▶ _REQUIREMENT_: Repeat each entry as written, dropping any picture you find.

▶ _AVAILABLE RECORDS_:
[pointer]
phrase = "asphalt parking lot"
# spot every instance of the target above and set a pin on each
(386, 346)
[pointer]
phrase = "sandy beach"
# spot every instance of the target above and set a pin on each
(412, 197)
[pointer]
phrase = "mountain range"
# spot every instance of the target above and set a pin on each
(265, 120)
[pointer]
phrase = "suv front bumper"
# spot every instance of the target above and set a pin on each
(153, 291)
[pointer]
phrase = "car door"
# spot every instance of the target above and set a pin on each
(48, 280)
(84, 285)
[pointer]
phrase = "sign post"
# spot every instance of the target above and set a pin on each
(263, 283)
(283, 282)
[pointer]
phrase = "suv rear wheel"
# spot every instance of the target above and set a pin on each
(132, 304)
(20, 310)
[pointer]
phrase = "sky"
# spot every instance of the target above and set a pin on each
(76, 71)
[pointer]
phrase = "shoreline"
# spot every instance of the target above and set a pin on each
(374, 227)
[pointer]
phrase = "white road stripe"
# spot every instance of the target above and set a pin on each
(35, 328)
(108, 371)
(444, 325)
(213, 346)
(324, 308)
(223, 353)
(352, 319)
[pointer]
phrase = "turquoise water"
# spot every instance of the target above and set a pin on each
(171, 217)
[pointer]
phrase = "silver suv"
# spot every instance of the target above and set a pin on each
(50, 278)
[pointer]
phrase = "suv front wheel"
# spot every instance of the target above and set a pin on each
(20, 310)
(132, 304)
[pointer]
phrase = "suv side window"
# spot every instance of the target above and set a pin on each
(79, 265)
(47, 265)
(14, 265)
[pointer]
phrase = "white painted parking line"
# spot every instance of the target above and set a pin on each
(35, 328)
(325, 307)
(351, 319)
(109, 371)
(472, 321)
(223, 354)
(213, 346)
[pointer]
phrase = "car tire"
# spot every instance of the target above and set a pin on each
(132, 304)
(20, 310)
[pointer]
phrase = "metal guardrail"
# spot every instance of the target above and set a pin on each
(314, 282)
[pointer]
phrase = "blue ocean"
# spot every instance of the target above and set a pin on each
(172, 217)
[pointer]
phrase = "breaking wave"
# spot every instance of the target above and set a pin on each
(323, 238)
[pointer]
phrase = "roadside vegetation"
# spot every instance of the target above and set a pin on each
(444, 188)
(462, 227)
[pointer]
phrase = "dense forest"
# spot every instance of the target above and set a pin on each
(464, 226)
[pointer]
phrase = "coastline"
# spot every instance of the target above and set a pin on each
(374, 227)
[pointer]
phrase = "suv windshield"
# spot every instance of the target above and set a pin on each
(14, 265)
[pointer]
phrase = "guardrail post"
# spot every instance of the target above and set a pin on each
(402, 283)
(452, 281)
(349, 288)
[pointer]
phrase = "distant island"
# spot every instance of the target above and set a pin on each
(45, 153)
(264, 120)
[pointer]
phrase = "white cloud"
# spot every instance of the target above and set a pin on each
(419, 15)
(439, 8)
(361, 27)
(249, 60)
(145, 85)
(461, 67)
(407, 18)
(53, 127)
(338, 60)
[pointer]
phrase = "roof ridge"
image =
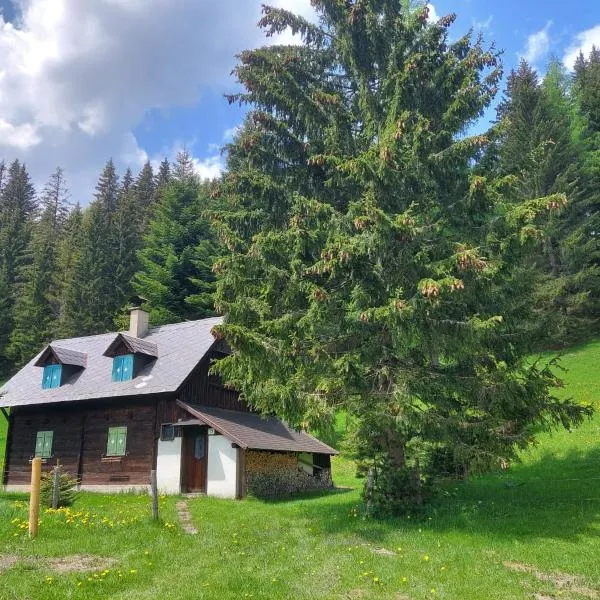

▶ _EXERCISE SOLUTION_:
[pointer]
phrase = "asphalt parking lot"
# spot every instance of the target above and set a pin on each
(386, 346)
[pointer]
phrase = "sandy beach"
# spot every instance of the target above and set a pin on each
(412, 197)
[pointer]
phrase = "mountain range"
# spot every instance of the target above and set a pin on each
(265, 120)
[pointer]
phrase = "suv front bumper"
# spot every instance of the target above and set a pin on each
(153, 291)
[pointer]
phrase = "car door"
# spot every instance of the target above and set a pin on each
(48, 280)
(84, 285)
[pointer]
phrase = "sign post"
# spot every instance of the target above and set a pin on each
(263, 283)
(283, 282)
[pointer]
phrase = "suv rear wheel"
# spot every instance of the target above and set a pin on each
(132, 304)
(20, 310)
[pointer]
phrase = "sky"
# spot every instance of the target above and set a pin on each
(76, 71)
[pointer]
phrase = "shoreline"
# spot every instance of the target above and set a pin on each
(374, 227)
[pointer]
phrase = "white road stripe"
# spot every instance of the target above and set a pin on each
(35, 328)
(108, 371)
(444, 325)
(213, 346)
(324, 308)
(223, 353)
(352, 319)
[pointer]
phrase = "turquoise water"
# spot every instance of the target above and set a pin on each
(171, 217)
[pointer]
phrase = "silver suv"
# spot every instance of the target above and set a pin on each
(50, 278)
[pointer]
phrase = "suv front wheel"
# spot every instance of the target above and set a pin on each
(20, 310)
(132, 304)
[pointer]
phrase = "suv side window"
# spot every instance of the target above and set a pin on each
(79, 265)
(47, 265)
(14, 265)
[pointer]
phrase = "white painted parking line"
# spot every instance of the target above and set a pin on each
(35, 328)
(325, 307)
(351, 319)
(109, 371)
(472, 321)
(223, 354)
(213, 346)
[pointer]
phrase = "car tire"
# spot every instance of the target above and set a pin on each
(132, 304)
(20, 310)
[pointer]
phrase = "metal guardrail"
# spot every instance of the target above and set a pin on each
(314, 282)
[pointer]
phrase = "blue ocean"
# spot every instance of the target above and set a pin on each
(172, 217)
[pointer]
phrase = "breaking wave"
# spot every instance of the target above and set a pin on each
(323, 238)
[pointer]
phrase = "roadside vegetation"
# spot every instance of the target above and set a pin on each
(444, 188)
(462, 227)
[pointer]
phrase = "dense forest"
# spot every instance of the target above and set a pin on each
(464, 226)
[pointer]
phrase = "coastline"
# spot every instance of the target above and set a pin on each
(374, 227)
[pointer]
phrase = "suv windshield"
# spot every instance of the target above and set a pin on each
(14, 265)
[pointer]
phrase = "guardrail post"
# spot every instance of the target above and set a pin on each
(402, 283)
(452, 281)
(349, 288)
[pointer]
phrase = "distant island"
# spot every instance of the target above and set a pin on each
(45, 153)
(264, 120)
[pointer]
phrase = "white cloud"
# spot every instance of the target above and set a pin on each
(419, 15)
(439, 8)
(361, 27)
(249, 60)
(145, 85)
(461, 67)
(407, 18)
(53, 127)
(338, 60)
[pointer]
phrase = "roof ridge"
image =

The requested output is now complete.